- [WHAT YOU ARE ASKED TO DO]: Output the listing below, keeping each line exactly as it stands.

### DATA FOR ANALYSIS ###

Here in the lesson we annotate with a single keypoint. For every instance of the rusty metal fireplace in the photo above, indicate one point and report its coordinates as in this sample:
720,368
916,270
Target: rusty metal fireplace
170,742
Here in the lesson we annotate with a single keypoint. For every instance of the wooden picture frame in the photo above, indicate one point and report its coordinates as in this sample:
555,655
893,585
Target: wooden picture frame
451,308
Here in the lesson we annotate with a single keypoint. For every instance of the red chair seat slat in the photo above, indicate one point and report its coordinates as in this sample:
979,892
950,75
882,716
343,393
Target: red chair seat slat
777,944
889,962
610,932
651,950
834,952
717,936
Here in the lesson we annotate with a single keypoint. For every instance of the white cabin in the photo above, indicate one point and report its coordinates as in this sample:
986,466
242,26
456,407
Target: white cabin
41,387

###

- [RESPONSE]:
Here in the lesson we annotate with a single keypoint. For every instance of the rusty metal fireplace in the photo above, indicate one point and report its coordinates as in this sample:
720,368
916,270
Target: rusty metal fireplace
170,742
Here in the lesson we annotate with a single keypoint. For every instance of the wooden picture frame in the photo above, indicate one point and report its coordinates as in this sample:
555,655
893,585
Target: wooden picture frame
451,308
Here in the lesson we annotate with a single keypoint. For every instance of the red chair seat slat in the photo above, indicate one point and report its coordinates as in this sample:
979,892
950,75
882,716
343,393
Target: red chair seat slat
777,944
889,962
610,932
651,950
834,952
717,936
Here in the lesson we annotate with a single keypoint. For every instance of the white cabin in the photo above, indicate one point and report its coordinates as in this sample:
986,466
242,26
456,407
Target: white cabin
41,387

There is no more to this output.